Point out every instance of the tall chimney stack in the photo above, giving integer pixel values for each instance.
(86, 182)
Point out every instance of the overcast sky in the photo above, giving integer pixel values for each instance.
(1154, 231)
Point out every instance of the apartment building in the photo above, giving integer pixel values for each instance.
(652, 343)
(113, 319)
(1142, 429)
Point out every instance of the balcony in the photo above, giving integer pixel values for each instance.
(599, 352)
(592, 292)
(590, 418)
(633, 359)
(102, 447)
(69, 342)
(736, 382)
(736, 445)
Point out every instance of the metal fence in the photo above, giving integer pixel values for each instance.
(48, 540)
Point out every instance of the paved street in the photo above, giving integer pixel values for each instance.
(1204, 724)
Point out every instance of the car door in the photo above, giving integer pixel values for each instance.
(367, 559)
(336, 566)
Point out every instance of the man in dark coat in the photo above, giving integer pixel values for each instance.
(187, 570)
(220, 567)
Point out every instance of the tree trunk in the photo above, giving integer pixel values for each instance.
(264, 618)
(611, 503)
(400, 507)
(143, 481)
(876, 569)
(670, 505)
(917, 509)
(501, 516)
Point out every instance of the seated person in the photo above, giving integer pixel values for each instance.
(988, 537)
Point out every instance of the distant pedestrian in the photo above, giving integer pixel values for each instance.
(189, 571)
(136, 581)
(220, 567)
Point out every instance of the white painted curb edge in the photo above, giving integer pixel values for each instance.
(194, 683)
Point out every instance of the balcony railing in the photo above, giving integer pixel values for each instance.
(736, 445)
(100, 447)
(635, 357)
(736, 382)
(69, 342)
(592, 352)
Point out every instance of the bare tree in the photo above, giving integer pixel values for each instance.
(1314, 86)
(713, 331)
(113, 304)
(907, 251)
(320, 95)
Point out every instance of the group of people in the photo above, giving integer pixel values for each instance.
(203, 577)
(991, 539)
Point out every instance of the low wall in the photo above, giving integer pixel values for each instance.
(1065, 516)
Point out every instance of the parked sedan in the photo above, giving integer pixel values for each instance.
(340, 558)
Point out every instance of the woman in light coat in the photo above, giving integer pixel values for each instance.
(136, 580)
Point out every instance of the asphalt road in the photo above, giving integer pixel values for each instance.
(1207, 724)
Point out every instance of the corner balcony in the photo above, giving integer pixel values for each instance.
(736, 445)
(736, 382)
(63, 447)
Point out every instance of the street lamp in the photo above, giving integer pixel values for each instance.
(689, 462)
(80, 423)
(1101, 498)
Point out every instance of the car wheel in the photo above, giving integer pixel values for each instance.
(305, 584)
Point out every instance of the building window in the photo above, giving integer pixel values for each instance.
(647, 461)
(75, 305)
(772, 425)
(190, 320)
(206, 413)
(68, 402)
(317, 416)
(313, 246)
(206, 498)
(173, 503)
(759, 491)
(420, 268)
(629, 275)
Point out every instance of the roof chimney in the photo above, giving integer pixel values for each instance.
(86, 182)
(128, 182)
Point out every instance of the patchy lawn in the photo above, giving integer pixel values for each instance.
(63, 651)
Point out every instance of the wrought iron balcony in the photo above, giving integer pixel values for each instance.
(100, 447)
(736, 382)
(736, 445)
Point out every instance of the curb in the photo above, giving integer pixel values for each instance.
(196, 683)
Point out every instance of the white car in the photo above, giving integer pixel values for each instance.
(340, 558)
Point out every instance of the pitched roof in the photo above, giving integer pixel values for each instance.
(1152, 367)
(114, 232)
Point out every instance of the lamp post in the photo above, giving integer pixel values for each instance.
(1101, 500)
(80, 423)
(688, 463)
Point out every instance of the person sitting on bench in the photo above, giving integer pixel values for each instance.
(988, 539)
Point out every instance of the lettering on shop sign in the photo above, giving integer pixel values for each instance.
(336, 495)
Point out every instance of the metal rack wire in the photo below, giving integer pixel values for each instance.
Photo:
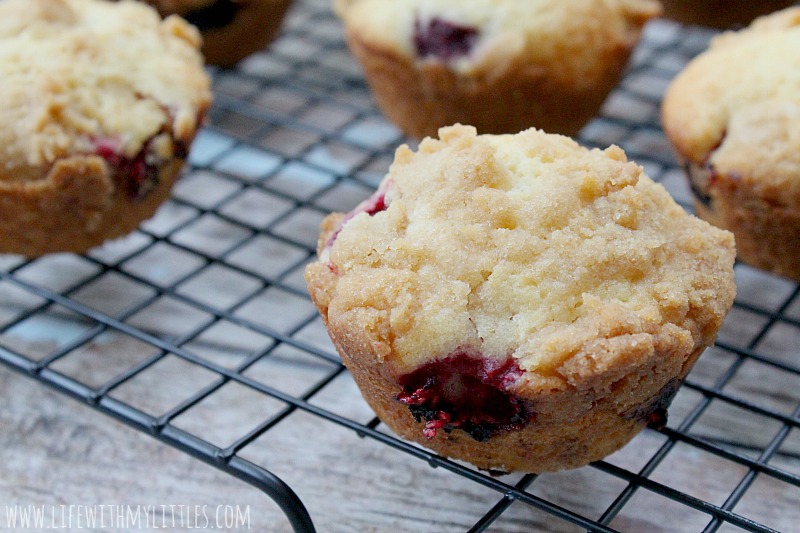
(204, 307)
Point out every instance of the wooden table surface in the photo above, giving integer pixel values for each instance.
(224, 258)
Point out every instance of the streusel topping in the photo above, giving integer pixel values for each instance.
(526, 246)
(79, 76)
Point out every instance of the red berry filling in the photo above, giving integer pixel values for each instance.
(372, 205)
(654, 412)
(463, 392)
(140, 172)
(442, 39)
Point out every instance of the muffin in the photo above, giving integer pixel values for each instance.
(518, 301)
(732, 115)
(231, 29)
(721, 14)
(499, 65)
(98, 106)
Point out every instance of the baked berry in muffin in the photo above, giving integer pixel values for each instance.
(99, 103)
(499, 65)
(732, 115)
(518, 301)
(720, 13)
(231, 29)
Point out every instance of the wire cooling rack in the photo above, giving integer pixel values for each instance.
(197, 328)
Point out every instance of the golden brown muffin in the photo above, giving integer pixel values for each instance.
(733, 116)
(721, 14)
(231, 29)
(518, 301)
(99, 103)
(500, 65)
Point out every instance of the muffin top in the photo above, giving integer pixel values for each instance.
(568, 37)
(736, 107)
(89, 76)
(568, 260)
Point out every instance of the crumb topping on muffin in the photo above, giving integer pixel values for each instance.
(527, 248)
(476, 35)
(744, 92)
(83, 77)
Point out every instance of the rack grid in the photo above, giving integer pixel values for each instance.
(197, 328)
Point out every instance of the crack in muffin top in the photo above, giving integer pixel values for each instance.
(571, 261)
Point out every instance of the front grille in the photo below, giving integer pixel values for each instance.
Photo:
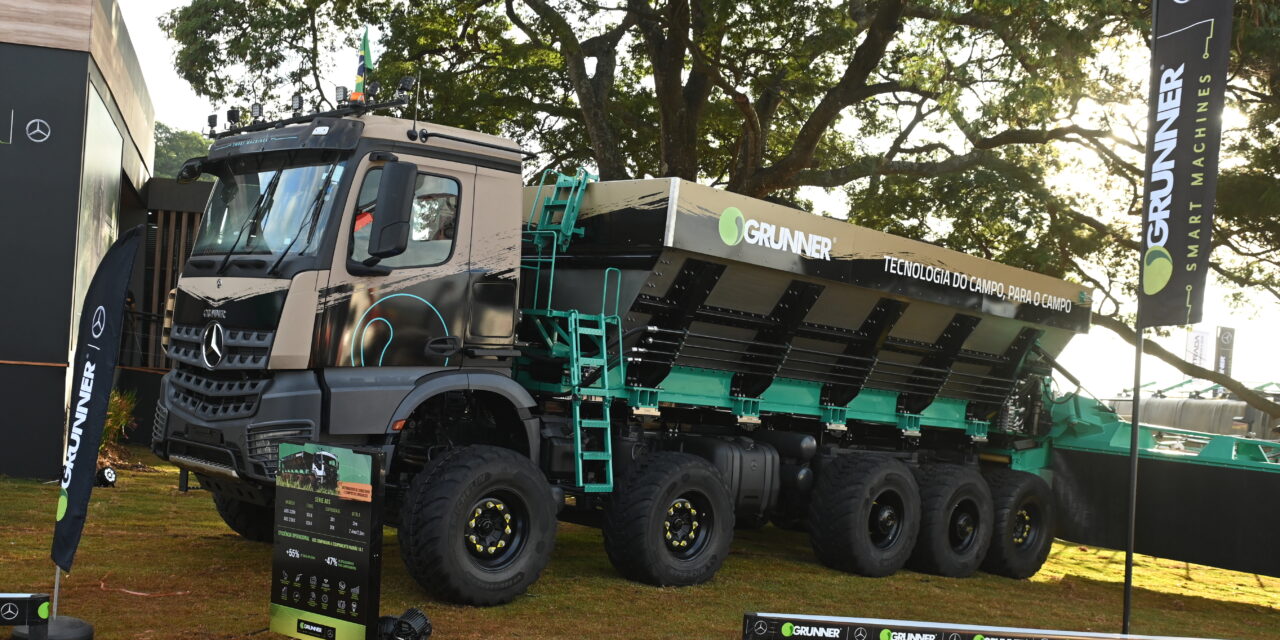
(158, 423)
(243, 348)
(214, 398)
(264, 442)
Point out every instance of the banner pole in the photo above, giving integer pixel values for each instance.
(58, 585)
(1133, 480)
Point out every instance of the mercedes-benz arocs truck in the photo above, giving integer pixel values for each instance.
(657, 357)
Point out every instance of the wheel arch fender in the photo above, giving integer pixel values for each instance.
(493, 383)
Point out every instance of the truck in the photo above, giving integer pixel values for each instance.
(656, 357)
+ + + +
Work to complete:
Please restate the entries word for word. Skip the pictures.

Finished task:
Point out every instance of the tall chimney stack in the photo above, giving integer pixel values for each instance.
(86, 182)
Point out every instance of the overcast sky in the photo above, giving integer pixel values for each instance.
(1154, 231)
Point out every instance of the apartment building in the photo above, giving integer pixel values for each instance.
(652, 343)
(113, 319)
(1142, 429)
Point out every instance of the balcony in the photo above, giving integer pixel values for each instance.
(599, 352)
(592, 292)
(590, 418)
(633, 359)
(102, 447)
(69, 342)
(736, 382)
(736, 445)
Point out every instance of the metal fence in the photo above, giving integer pixel values for each instance.
(48, 540)
Point out every instance of the paved street in the photo above, giving integer pixel values for each instance.
(1204, 724)
Point out every instance of the car door in the photo above, giving integer pixel values for each instance.
(367, 559)
(336, 566)
Point out every instance of the man in dark coat in the photo above, giving integer pixel values for each instance.
(187, 570)
(220, 567)
Point out every instance of the tree trunk in the photo above, giving integer pixel values for each instance.
(264, 618)
(611, 503)
(400, 507)
(143, 481)
(876, 569)
(670, 505)
(917, 509)
(501, 516)
Point out every instance of the seated person in the photo above, giving integer pixel values for each instance.
(988, 537)
Point out every instance of the distant pedestrian in the photo above, giving integer pixel values for each instance.
(189, 571)
(136, 581)
(220, 567)
Point out every instance of the white painted curb edge in the photo above, giving integer pixel values for each instance.
(194, 683)
Point out every instance of the balcony railing in the photo above, giving integer pixel values for each instance.
(736, 445)
(100, 447)
(635, 357)
(736, 382)
(69, 342)
(592, 352)
Point out every instance of the bare tree in the photo above, giving integer pixel values for each instance.
(1314, 86)
(713, 331)
(113, 304)
(907, 251)
(320, 95)
Point out every instance of the group of people in the photo above, giving integer pixel values for each instance.
(203, 577)
(991, 539)
Point out every instance of the low wall in the photo above, giving integer pixel values for each instance.
(1065, 516)
Point out every instance of the parked sedan in the photo above, giving integer pixel values for each instance.
(340, 558)
Point out every instance of the woman in light coat in the photo above, giving integer pixel values for each instance.
(136, 580)
Point out every instance of the asphalt road in the photo above, giving integer pixel values for each instance.
(1207, 724)
Point out every instance of the corner balcony in the photo above, giving integer pixel values for each instance.
(736, 445)
(736, 382)
(63, 447)
Point out every instance of the street lamp in the photo above, giving integer pixel values for each instance.
(689, 462)
(80, 423)
(1101, 498)
Point out every instance of the car wheel in the photo above, giving integer pixel values for each instance.
(305, 584)
Point out every instance of the building window in the photo above, giving integer pixel values for each instance.
(647, 461)
(75, 305)
(772, 425)
(190, 320)
(206, 413)
(68, 402)
(317, 416)
(313, 246)
(206, 498)
(173, 503)
(759, 491)
(420, 268)
(629, 275)
Point out every instance of the roof chimney in the photo above, giving integer pixel values for each instance.
(86, 182)
(128, 182)
Point out every instance of the patchy lawn in the photo above, giving integer pixel values for each instance.
(63, 651)
Point out every instance of the wrought iron balcony in the photo above, giving integer pixel values for each instance.
(100, 447)
(736, 382)
(736, 445)
Point out every instance of the curb in the photo above, giving integer pixel values for each instance.
(196, 683)
Point out every instance of the white car in the photo above, giving integer pixel values for each instance.
(340, 558)
Point out every instance of the pitched roof in the photo above, giving integer pixel values for each instance.
(1152, 367)
(114, 232)
Point out every instance of the lamp post in the photo above, giving integer pixel values for each instance.
(1101, 500)
(80, 423)
(688, 463)
Point out every instance of the person sitting on bench in the photo above, giving integer pixel values for each instance.
(988, 539)
Point out every instance of the lettering on shop sign in the photo above, giving integer pixel values for each instance.
(336, 495)
Point out every instance of the metal rack wire in the photo below, giving integer pixel values for each instance.
Photo:
(204, 307)
Point out every instance of the wooden table surface in the photo above, giving integer pixel values for each instance.
(224, 258)
Point out every instance of the streusel topping in the photo above, giving integer pixel values for each instance.
(526, 246)
(79, 76)
Point out every instance of the red berry filling in the photo above, giving integer pixel values for each instance.
(372, 205)
(654, 412)
(463, 392)
(140, 172)
(442, 39)
Point out every instance of the muffin in the photo above, giving integer pixel values for each instance.
(518, 301)
(732, 115)
(231, 29)
(721, 14)
(499, 65)
(98, 106)
Point out every instance of the baked berry in muffin in the photo above, giving integer pixel values for each instance.
(99, 103)
(499, 65)
(732, 115)
(518, 301)
(720, 13)
(231, 29)
Point out every instance of the wire cooling rack in the photo above, giving integer pixel values for each instance.
(197, 328)
Point out every instance of the golden brown muffin in the photo above, giving integer pixel values for each instance.
(733, 116)
(721, 14)
(231, 29)
(518, 301)
(99, 103)
(500, 65)
Point out every instance of the muffin top in the photo above, giving integer pixel values for each instance.
(568, 37)
(736, 107)
(89, 76)
(568, 260)
Point out every instance of the crumb topping on muffin in the photo above, giving integer pixel values for each instance.
(527, 248)
(476, 35)
(744, 92)
(83, 77)
Point out every instance of the rack grid in the photo above, giving integer pixel values for each instance.
(197, 328)
Point out every instance of the crack in muffin top in the photo above, giving integer pixel values for each instance.
(571, 261)
Point out every instance of the front grille in the photo below, giving integer pixel values for each instance.
Photo:
(158, 423)
(243, 348)
(214, 398)
(264, 442)
Point out every instance of the banner pole in the photo above, giving integer pixel values for each instance.
(58, 585)
(1133, 480)
Point out every instance of the mercedes-benz arocs truck in the photo above, giving integer pixel values for each instance.
(657, 357)
Point out every instance of the wheel arch fender in the photo above, giving integer pixel values for each instance.
(493, 383)
Point out every instance of the truck in the photo above, giving integer pixel values for each instance.
(656, 357)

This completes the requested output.